- [Task to complete] Return every record below exactly; leave out the images.

- [Data provided]
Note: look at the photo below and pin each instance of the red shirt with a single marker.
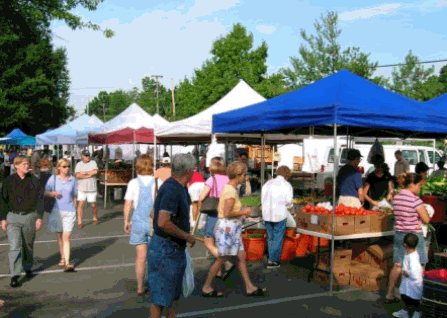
(196, 177)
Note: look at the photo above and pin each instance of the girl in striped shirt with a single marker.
(409, 213)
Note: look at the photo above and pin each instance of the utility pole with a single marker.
(156, 82)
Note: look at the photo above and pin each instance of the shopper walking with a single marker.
(349, 181)
(277, 200)
(62, 187)
(86, 171)
(213, 189)
(140, 195)
(409, 213)
(166, 253)
(228, 233)
(21, 211)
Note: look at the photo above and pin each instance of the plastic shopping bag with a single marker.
(376, 149)
(188, 278)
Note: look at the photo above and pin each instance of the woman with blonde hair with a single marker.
(63, 188)
(228, 233)
(140, 194)
(213, 189)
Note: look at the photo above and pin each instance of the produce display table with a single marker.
(318, 254)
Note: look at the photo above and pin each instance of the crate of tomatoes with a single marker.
(347, 220)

- [Output for this task]
Note: look at the photo below and pin each instance of the red shirt with a single marker.
(196, 177)
Note: look at the photo above and pin each instance of the girl in striped shirt with a single marker.
(409, 213)
Note: look at the photo above and pin each instance of the utility pole with a single marker.
(156, 82)
Note: look at the photo above and pin each instance of the shopper walking with a single marker.
(349, 181)
(277, 200)
(62, 187)
(86, 171)
(213, 189)
(140, 195)
(409, 213)
(166, 253)
(228, 233)
(21, 211)
Note: look at the photo above and pin each instance of the plastic shopping bag with a single marker.
(376, 149)
(188, 278)
Note: look at the photo above and pin each instance of the woman with blonde hair with a single marker.
(63, 188)
(228, 233)
(140, 194)
(213, 189)
Note: look at the photo above and pin each instance of the produce display table with a single marker.
(318, 254)
Note: look at the photo above and pin each instance of the crate of tomatoes with a single marker.
(347, 220)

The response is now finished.